Some records:
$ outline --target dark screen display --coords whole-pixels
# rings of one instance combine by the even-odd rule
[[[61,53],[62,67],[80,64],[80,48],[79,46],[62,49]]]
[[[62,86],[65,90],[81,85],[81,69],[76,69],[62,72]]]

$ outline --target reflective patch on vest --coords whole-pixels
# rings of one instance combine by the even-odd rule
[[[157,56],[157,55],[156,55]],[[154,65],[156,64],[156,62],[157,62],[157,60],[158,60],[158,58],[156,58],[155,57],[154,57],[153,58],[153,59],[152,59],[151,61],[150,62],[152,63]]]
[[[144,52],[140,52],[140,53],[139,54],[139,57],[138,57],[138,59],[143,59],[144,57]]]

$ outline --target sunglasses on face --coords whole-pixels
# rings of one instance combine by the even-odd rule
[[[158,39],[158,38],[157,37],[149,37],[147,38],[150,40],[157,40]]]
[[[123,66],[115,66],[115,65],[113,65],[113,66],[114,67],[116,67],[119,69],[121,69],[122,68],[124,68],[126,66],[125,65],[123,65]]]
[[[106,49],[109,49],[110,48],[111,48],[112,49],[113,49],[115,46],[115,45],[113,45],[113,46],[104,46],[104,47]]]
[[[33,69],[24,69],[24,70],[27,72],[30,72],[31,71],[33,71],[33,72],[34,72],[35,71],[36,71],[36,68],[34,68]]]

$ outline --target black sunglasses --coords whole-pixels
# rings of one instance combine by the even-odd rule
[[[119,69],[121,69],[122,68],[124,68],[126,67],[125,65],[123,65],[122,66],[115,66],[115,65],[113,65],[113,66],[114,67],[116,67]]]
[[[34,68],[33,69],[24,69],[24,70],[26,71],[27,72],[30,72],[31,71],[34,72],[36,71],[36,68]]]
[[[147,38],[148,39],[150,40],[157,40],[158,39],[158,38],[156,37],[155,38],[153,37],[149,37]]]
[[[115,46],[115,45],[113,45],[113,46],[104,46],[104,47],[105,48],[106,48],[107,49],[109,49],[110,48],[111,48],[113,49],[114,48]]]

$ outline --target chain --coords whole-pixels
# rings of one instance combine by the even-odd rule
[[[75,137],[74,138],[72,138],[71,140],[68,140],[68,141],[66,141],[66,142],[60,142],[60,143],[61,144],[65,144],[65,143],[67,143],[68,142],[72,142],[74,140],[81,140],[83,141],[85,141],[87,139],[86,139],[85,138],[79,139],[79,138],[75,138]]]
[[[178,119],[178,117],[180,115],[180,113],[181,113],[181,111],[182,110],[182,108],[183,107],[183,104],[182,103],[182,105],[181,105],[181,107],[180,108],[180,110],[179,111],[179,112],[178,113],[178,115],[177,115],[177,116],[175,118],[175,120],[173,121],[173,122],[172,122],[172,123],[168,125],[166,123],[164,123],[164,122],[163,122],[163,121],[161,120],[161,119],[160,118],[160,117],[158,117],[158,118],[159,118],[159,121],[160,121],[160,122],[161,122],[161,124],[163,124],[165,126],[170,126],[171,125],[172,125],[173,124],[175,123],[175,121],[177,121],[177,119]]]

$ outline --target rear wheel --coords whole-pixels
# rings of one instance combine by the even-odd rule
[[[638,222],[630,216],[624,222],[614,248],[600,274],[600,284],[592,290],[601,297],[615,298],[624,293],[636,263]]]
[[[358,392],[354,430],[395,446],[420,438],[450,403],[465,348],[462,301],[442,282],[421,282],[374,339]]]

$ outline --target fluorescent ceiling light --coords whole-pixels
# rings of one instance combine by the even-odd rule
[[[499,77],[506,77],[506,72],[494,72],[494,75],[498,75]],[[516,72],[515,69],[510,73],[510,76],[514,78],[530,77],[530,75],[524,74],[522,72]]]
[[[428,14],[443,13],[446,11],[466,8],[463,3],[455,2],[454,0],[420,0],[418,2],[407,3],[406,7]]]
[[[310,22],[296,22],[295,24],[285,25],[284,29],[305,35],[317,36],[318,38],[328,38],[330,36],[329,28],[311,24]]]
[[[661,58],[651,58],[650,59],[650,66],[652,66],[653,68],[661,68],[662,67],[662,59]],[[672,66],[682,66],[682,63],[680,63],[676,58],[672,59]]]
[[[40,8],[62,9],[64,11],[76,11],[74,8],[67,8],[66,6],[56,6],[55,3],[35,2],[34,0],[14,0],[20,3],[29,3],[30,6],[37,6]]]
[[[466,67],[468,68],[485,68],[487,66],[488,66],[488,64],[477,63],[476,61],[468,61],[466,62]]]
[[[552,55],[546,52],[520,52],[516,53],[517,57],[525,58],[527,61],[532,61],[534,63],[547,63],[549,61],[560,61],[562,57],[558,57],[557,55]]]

What is required:
Could you copy out, unchanged, the lines of the records from the very first one up to and including the line with "[[[62,86],[65,90],[81,85],[81,69],[76,69],[62,72]]]"?

Solution to this task:
$ outline --target dark screen display --coords whole-pixels
# rings of one instance combine by the even-odd rule
[[[61,53],[62,67],[80,64],[80,48],[79,46],[62,49]]]
[[[62,86],[65,90],[81,85],[81,69],[76,69],[62,72]]]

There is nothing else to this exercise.